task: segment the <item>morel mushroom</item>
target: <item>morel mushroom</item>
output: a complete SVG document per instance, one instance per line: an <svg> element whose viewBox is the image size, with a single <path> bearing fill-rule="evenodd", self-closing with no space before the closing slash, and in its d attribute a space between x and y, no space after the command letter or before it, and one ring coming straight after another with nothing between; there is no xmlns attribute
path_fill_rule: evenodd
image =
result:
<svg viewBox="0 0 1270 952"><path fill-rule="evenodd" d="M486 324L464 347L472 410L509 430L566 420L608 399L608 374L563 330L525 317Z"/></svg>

----

# Your goal:
Extract every line of the data above word for word, keeping the original order.

# Full solution:
task: segment the <item>morel mushroom</item>
target: <item>morel mushroom</item>
output: a complete SVG document per instance, one instance per line: an <svg> element whose viewBox is the image size, with a single <path> bearing fill-rule="evenodd", self-closing with no space before the closing slash, and in its d attribute a space between x and y, no space after the command letter or before it, and one ring coming straight after another with nothing between; there is no xmlns attribute
path_fill_rule: evenodd
image =
result:
<svg viewBox="0 0 1270 952"><path fill-rule="evenodd" d="M486 324L464 347L472 410L509 430L566 420L608 399L608 374L563 330L525 317Z"/></svg>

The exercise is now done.